Parents and governor react to judge’s preliminary injunction
MEMPHIS, Tenn. (WMC) - A victory tonight for three Shelby County couples who sued Tennessee Governor Bill Lee over his decision to allow parents to opt-out their kids from wearing masks at school.
A Memphis judge extended a temporary block on that order today, meaning face coverings will remain in the classroom until at least the end of the month.
This comes as the Shelby County Health Department’s health directive requiring masks in schools expires September 30th.
“I think we all have the same goal. That is, we want to return back to normal life,” Germantown Municipal School District Parent Ying Gao said.
Ying Gao is a parent of an 8-year-old at Germantown Municipal Schools.
She says she’s pleased with the Judge’s ruling Friday that blocks Governor Bill Lee’s executive order that allows parents to opt their children out of wearing masks in school.
“I don’t want to wear a mask because it’s not comfortable, but it’s only thing is that is, how to reduce the speed of the variant in and flatten the curve,” Gao said.
The ruling comes after a federal lawsuit filed by three families who say their children are more susceptible to contracting severe illness from COVID-19.
The lawsuit claims the governor’s order violates the Americans with Disabilities Act and Section 504 of the Rehabilitation Act.
According to court documents Judge Sheryl Lipman wrote in part:
“The public interest certainly recognizes the rights of parents, but a universal masking requirement to protect students’ health does not significantly impact their ability to direct their education any more than would a uniform policy or requiring that students receive certain vaccinations before attending school.”
When asked about the judge’s ruling Friday, Governor Lee said this:
“I can’t comment on pending litigation, but I think that what we have tried to do is recognize the value of the parents’ role which is the highest value and deciding what’s best for school but recognizing the ability for a school district to make decisions that think are in the best interest of their student’s community.”
Meanwhile Gao hopes leaders will continue to put student’s safety first.
“So, we can’t risk our kids’ lives. If we can only use a layer of protection, rather to put them into ICU where it led them to handle these complications for the rest of their lives. This is not fair for the young children who still want to see the rising of the sun,” Gao said.
A spokesperson for the Health Department said late this afternoon a new directive would be issued before September 30 when the current health directive expires, but did not signal whether a renewed mask mandate would be a part of that order.
The preliminary injunction filed today will remain in effect until a final order is issued or until the current mask mandate expires.

→ What is being asked: According to the news report, on what date does the Shelby County Health Department's directive requiring masks in schools expire?

[Referring expression pointing data]

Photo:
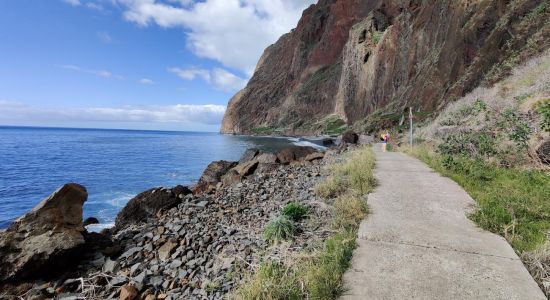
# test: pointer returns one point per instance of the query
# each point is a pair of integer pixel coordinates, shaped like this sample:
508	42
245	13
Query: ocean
114	165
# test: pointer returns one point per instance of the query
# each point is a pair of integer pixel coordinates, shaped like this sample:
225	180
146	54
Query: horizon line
95	128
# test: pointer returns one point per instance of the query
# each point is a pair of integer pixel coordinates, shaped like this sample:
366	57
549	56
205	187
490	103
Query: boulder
249	155
239	172
267	158
181	190
231	178
166	250
128	292
314	156
543	151
146	205
294	153
365	139
328	142
47	239
246	168
90	221
212	175
350	137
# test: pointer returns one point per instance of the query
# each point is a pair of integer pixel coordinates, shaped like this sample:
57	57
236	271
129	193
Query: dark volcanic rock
249	155
267	158
350	137
294	153
181	190
543	151
212	175
328	142
46	239
90	221
352	58
146	205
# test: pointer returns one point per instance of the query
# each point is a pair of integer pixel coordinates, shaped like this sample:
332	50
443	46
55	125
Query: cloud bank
100	73
208	114
233	32
219	78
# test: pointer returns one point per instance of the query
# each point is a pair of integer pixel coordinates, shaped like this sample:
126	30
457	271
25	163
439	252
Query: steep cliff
348	59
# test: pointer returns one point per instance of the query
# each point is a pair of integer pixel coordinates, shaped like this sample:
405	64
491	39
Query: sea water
114	165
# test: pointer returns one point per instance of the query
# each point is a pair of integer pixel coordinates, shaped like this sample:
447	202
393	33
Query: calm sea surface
114	165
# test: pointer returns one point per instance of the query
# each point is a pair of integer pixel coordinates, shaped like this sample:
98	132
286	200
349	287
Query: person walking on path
385	140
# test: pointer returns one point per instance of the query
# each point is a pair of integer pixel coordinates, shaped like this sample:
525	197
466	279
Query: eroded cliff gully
348	60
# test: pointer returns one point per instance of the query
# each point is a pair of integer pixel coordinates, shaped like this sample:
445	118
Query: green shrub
468	143
272	281
322	275
377	36
331	187
544	112
512	202
318	275
295	211
279	229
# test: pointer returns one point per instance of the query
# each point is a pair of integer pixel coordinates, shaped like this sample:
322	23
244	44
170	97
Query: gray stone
131	252
134	269
118	280
110	266
156	281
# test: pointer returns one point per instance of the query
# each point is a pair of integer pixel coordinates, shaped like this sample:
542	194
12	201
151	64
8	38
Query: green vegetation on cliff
492	143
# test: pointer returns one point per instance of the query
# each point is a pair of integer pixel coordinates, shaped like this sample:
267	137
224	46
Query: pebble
192	248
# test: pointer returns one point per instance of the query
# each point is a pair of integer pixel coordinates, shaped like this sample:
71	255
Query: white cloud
94	6
104	37
233	32
221	79
146	81
191	73
73	2
100	73
180	113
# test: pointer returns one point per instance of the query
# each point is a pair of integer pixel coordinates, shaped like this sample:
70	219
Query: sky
132	64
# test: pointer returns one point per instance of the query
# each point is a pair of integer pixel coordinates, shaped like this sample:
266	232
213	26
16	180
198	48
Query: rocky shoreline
168	243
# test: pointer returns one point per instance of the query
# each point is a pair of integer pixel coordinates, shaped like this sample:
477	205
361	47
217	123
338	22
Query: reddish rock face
356	57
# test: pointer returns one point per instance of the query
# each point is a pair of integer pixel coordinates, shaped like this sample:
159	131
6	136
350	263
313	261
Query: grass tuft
279	229
538	264
295	211
318	274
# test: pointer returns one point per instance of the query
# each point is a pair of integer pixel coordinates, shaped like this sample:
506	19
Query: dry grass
508	111
354	173
318	274
538	263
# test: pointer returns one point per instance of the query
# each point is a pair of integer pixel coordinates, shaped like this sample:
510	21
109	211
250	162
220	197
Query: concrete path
417	242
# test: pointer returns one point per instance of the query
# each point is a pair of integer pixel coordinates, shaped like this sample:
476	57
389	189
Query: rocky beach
194	242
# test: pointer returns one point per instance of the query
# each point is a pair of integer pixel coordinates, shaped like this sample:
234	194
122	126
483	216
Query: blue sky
137	64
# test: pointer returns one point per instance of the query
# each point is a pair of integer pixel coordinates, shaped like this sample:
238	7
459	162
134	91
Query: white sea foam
99	227
120	199
308	143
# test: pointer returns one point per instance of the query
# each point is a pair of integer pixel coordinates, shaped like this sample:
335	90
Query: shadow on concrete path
417	243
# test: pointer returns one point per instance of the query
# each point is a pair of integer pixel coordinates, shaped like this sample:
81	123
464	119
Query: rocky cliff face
348	59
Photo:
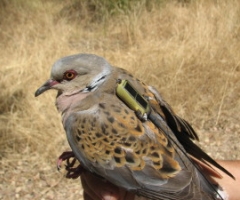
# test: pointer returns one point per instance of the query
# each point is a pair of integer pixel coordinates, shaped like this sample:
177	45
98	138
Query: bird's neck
65	102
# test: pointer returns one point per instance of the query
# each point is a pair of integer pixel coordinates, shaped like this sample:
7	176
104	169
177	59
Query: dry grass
189	51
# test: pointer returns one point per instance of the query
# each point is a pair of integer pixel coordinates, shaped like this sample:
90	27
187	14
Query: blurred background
189	50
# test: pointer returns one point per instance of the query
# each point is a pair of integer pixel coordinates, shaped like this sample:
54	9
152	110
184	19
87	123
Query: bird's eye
69	75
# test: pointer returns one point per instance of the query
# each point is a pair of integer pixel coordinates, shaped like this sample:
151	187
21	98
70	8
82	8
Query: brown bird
122	130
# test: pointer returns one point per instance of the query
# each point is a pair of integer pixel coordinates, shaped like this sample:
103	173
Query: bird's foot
72	171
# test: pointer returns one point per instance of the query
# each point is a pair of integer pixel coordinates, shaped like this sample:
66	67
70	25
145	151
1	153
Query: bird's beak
46	86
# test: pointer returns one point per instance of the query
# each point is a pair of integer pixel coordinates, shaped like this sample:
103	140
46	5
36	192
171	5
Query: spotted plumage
153	157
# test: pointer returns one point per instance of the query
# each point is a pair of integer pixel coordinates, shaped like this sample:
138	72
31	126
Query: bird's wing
183	131
111	141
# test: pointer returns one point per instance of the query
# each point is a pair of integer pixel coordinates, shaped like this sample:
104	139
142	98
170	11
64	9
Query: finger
86	196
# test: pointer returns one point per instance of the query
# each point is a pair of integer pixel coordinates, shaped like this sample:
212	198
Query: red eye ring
69	75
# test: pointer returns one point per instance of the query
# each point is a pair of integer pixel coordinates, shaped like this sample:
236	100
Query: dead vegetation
189	51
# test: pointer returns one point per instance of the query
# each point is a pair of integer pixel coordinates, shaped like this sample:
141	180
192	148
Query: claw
72	172
66	155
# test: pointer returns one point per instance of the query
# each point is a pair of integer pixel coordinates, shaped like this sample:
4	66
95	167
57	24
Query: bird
123	130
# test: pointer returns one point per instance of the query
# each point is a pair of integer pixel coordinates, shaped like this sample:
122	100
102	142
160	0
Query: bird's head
76	73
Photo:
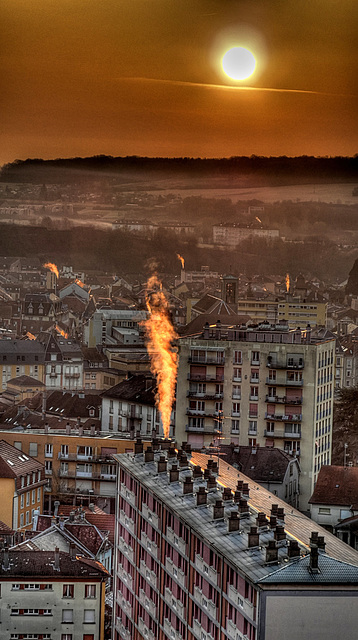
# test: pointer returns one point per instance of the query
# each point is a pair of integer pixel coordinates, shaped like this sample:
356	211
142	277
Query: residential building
335	496
22	486
204	553
63	362
114	326
130	407
264	385
51	594
19	358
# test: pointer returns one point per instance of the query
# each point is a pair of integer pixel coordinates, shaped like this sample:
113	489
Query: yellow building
22	486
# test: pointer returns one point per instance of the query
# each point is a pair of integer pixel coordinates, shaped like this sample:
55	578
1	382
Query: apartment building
203	553
22	486
19	358
51	595
265	385
77	467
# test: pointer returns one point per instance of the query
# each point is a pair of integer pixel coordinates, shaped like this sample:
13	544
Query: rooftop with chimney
242	521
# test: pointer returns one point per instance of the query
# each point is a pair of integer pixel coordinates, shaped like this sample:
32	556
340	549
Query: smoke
52	267
160	335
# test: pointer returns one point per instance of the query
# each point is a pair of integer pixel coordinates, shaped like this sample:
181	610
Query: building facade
194	557
265	385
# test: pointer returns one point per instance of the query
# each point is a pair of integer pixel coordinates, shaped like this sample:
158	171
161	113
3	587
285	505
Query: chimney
280	514
138	445
233	522
197	473
227	494
162	464
253	537
188	485
57	559
201	496
218	510
211	483
272	552
293	550
5	559
280	533
174	473
243	506
206	331
149	454
261	519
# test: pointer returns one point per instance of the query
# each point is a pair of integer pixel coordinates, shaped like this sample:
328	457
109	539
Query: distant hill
256	170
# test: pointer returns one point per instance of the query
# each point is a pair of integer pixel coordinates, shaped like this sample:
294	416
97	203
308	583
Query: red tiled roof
336	485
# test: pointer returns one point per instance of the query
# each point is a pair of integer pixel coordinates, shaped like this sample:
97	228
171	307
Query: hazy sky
143	77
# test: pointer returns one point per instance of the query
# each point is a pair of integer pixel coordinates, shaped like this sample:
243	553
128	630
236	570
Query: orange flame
160	334
52	267
61	331
181	260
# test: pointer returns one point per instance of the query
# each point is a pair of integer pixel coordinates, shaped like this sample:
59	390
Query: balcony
170	631
175	572
275	417
148	603
174	603
176	541
204	377
122	630
149	575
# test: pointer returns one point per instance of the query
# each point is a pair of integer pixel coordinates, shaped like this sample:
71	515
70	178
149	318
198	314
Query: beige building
265	386
22	486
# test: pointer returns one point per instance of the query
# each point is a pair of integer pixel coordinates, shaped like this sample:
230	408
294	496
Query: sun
238	63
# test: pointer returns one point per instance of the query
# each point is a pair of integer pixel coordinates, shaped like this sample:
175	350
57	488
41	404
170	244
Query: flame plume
61	331
52	267
160	334
181	260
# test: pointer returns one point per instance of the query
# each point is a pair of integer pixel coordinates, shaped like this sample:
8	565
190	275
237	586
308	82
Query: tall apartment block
203	553
261	386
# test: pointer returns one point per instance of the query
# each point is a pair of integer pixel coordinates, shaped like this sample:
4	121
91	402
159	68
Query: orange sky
142	77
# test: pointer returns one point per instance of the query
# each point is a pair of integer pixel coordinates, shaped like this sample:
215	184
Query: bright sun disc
238	63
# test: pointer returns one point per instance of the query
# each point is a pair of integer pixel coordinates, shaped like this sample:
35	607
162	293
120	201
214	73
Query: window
90	591
89	616
68	590
67	615
48	450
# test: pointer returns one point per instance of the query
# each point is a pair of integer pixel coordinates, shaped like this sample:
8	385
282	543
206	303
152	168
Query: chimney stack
218	510
188	485
293	550
261	519
138	445
272	552
162	464
149	454
233	522
201	496
174	473
57	559
253	537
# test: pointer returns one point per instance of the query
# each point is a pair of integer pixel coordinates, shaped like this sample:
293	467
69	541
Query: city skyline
139	78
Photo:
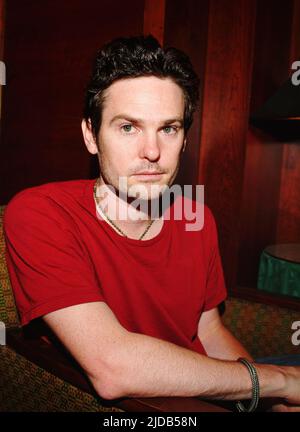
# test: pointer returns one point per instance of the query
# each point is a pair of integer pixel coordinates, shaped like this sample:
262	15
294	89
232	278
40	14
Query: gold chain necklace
111	221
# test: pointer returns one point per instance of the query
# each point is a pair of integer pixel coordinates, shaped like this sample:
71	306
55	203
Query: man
135	300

→ Result for this task: September 30th.